Records drawn from a dataset:
▶

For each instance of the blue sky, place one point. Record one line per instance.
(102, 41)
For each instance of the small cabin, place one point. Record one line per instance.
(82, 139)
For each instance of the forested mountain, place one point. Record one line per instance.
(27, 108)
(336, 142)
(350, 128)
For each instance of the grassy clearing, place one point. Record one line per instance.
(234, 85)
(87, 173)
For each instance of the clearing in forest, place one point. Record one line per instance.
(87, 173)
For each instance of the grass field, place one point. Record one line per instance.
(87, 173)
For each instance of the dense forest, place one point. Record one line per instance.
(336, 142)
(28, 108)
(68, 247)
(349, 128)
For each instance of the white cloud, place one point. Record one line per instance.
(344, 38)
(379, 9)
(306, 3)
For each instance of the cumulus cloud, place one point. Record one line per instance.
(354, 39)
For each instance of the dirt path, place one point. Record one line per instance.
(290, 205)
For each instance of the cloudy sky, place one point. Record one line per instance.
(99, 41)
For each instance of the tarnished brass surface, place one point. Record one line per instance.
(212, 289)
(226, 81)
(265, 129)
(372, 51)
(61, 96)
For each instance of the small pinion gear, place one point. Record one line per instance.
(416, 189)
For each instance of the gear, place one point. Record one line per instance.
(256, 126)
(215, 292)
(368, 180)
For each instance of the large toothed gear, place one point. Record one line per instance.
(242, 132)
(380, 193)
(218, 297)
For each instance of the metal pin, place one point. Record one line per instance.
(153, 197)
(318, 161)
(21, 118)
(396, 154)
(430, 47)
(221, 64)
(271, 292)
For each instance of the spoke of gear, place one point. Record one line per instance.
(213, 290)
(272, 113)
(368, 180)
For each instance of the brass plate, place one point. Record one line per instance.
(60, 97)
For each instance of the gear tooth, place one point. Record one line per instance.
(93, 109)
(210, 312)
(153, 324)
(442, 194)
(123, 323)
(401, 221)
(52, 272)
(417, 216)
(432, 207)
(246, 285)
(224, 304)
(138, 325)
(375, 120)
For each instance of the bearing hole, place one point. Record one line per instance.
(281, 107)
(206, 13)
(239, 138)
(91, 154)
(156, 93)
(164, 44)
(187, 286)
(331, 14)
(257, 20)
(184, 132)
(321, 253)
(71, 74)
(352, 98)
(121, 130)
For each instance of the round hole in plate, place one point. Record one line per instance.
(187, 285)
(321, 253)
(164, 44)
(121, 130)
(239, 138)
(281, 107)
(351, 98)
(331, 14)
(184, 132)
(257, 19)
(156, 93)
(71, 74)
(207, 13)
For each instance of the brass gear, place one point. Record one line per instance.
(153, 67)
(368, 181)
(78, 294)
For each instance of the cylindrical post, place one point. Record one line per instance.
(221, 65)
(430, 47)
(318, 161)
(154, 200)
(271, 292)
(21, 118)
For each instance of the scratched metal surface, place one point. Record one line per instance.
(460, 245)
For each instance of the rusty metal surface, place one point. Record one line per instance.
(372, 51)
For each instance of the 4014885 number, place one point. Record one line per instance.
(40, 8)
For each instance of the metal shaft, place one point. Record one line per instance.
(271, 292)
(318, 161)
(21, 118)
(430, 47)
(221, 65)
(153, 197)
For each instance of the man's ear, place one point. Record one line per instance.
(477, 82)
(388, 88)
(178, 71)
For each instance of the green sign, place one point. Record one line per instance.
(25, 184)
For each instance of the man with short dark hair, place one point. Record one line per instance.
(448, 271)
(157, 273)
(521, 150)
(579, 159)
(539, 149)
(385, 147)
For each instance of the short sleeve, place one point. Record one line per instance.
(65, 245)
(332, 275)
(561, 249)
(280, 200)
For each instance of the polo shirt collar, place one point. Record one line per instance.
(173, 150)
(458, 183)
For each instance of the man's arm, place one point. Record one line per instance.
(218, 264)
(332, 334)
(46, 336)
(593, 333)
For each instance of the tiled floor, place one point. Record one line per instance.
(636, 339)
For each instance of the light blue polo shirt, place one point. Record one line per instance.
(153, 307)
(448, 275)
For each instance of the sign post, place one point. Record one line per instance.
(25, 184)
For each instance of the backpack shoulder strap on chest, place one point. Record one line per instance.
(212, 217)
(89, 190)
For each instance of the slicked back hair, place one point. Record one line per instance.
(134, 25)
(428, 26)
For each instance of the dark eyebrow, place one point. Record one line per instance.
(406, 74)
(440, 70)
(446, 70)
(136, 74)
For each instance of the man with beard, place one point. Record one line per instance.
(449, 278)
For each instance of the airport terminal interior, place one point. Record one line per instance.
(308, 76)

◀

Repeat each line above exactly as written.

For each instance of the blue sky, place one point. Record one line per instance.
(102, 41)
For each instance of the small cabin, place one point. Record one line per instance.
(82, 139)
For each instance of the forested mountain, place one point. Record one line per instance.
(27, 108)
(336, 142)
(350, 128)
For each instance of the grassy clearing, place one point. Record one line per instance.
(234, 85)
(87, 173)
For each instance of the clearing in forest, place one point. Record one line per instance.
(87, 173)
For each instance of the grass field, place one point. Record one line per instance.
(87, 173)
For each instance of the dense forest, place one point. Record one line per instance.
(336, 142)
(28, 108)
(68, 247)
(349, 128)
For each instance of the white cloud, place one point. Record one line per instance.
(344, 38)
(379, 9)
(306, 3)
For each instance of the cumulus cloud, place one point. Record one line per instance.
(354, 39)
For each instance of the dirt path, place one point. Record one line per instance.
(290, 205)
For each instance of the cloudy sky, place one point. Record one line per instance.
(99, 41)
For each instance of the tarnished brass surface, place one point. Record one line per instance.
(212, 289)
(226, 81)
(265, 129)
(372, 51)
(61, 96)
For each instance of the small pinion gear, place one point. Record one line per instance.
(416, 189)
For each instance of the gear, place one point. Record one line per instance.
(256, 126)
(215, 292)
(368, 180)
For each instance of the large toothed gear, place one point. Record one line per instance.
(242, 132)
(380, 193)
(218, 297)
For each instance of the metal pin, place one point. Record one line per instance.
(153, 197)
(318, 161)
(21, 118)
(396, 154)
(430, 47)
(221, 64)
(271, 292)
For each instance of the spoke of gear, place one point. Record one line per instance.
(213, 290)
(272, 113)
(368, 180)
For each instance of the brass plate, place one point. Record one line per instance.
(60, 97)
For each instance of the gear tooth, place one point. Record one line per instance.
(93, 109)
(210, 312)
(153, 324)
(442, 194)
(123, 323)
(401, 221)
(52, 272)
(417, 216)
(432, 207)
(246, 285)
(224, 304)
(138, 325)
(375, 120)
For each instance of the bearing hole, place one point. Record one line per instance.
(281, 107)
(206, 13)
(239, 138)
(91, 154)
(156, 93)
(164, 44)
(187, 286)
(331, 14)
(257, 20)
(184, 132)
(321, 253)
(71, 74)
(352, 98)
(121, 130)
For each instance of the round hole in plate, place one point. Record one line per instance.
(187, 285)
(321, 253)
(164, 44)
(121, 130)
(239, 138)
(281, 107)
(351, 98)
(331, 14)
(184, 132)
(257, 19)
(156, 93)
(71, 74)
(207, 13)
For each instance of the brass gear, place one point. Record one line per instance.
(153, 67)
(368, 181)
(78, 294)
For each instance of the cylindrical post, place one point. Record one line per instance.
(221, 65)
(430, 47)
(318, 161)
(154, 200)
(271, 292)
(21, 118)
For each instance of the scratched metal surface, place one point. Record one line per instance.
(460, 245)
For each instance of the rusty metal surface, place one point. Record one line per instance.
(372, 51)
For each instance of the 4014885 number, place one point. Record one line per instance.
(40, 8)
For each instance of the metal shaft, place one point. Record one line per instance.
(271, 292)
(318, 161)
(21, 118)
(430, 47)
(221, 65)
(153, 197)
For each instance of the man's ear, place one point. Record one line per instance.
(477, 82)
(388, 88)
(178, 71)
For each instance of the green sign, place one point. Record one line per instance.
(25, 184)
For each instance of the man with short dark hair, place one point. Record one line per instance.
(448, 271)
(157, 273)
(521, 150)
(579, 159)
(539, 149)
(385, 147)
For each instance of the short sleeve, place one point. Record one line per instance.
(65, 245)
(332, 275)
(561, 249)
(280, 200)
For each instance of the polo shirt collar, place one point. Record one line per instance.
(173, 150)
(458, 183)
For each instance of the man's arm, place one point. Record one line per instance.
(218, 264)
(332, 334)
(46, 336)
(593, 333)
For each instance of the tiled floor, place one point. Record one line per instance.
(636, 339)
For each instance of the light blue polo shirt, place one point. Record one line per instance.
(153, 307)
(448, 275)
For each instance of the sign post, place one point. Record one line per instance.
(25, 184)
For each instance of the backpack shoulder strap on chest, place one point. Record one line per instance.
(212, 217)
(89, 190)
For each instance of the slicked back hair, place one point. Record one line per instance.
(134, 25)
(428, 26)
For each instance of the dark eyebrow, place one point. Record one line per instance.
(406, 74)
(440, 70)
(446, 70)
(136, 74)
For each instance of the man with beard, place one point. Record one line per instance.
(449, 278)
For each instance of the airport terminal interior, place one point. Record one line per instance.
(308, 76)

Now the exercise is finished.